- Opening Delimiter -
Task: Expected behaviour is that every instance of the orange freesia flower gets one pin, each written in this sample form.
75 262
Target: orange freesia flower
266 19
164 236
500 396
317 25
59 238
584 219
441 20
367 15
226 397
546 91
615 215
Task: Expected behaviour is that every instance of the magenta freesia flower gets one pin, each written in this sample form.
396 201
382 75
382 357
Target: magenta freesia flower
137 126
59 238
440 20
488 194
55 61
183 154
- Closing Delimiter -
- Opening Delimiter -
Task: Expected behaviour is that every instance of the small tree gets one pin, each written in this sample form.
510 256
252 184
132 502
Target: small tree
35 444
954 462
- Closing Delimiter -
Exercise aim
Your answer should be a single number: how many lines in the listing above contain "sample"?

Reply to the exercise
3